SOURCE DATA >>
<<<<

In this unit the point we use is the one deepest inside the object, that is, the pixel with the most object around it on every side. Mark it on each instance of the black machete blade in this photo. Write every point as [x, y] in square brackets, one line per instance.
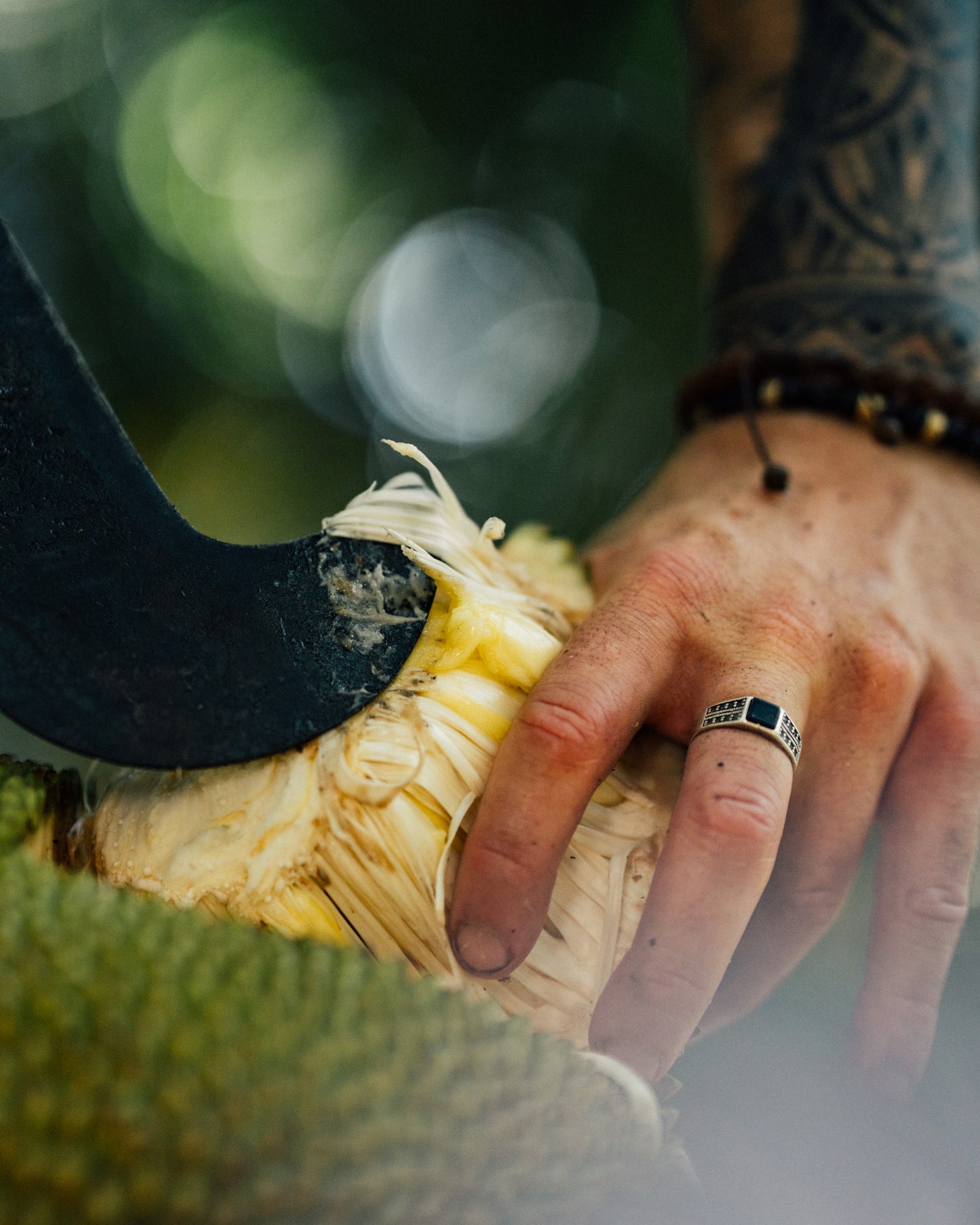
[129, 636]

>>>>
<<<<

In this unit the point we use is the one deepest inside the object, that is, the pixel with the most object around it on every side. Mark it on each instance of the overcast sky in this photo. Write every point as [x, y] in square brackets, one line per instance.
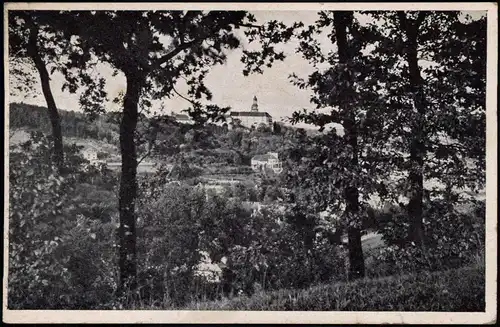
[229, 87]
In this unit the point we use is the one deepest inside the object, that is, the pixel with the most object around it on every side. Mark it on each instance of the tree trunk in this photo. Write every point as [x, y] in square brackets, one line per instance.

>>>>

AIM OF THE EXERCISE >> Update the records, beginning at the line that contains "of the overcast" and stopping after the line that contains "of the tree", by changing "instance" to "occurrence" and leaving everything else as it is. Return only those lines, without the pictures.

RESULT BELOW >>
In this unit the point we use is the one deepest inside the object, that is, the pixel with the most object around it on every side. Mark it on each occurrence of the overcast sky in this photo. Write every point as [x, y] in square brackets, one line per occurrence.
[229, 87]
In this unit the point we use is the one deepest inside the object, that is, the pixel with the most object around it on every side. Mark it on each occurrence of the tree trunk in this photo. Write every point as [x, y] in square brackets, one line per occurrence.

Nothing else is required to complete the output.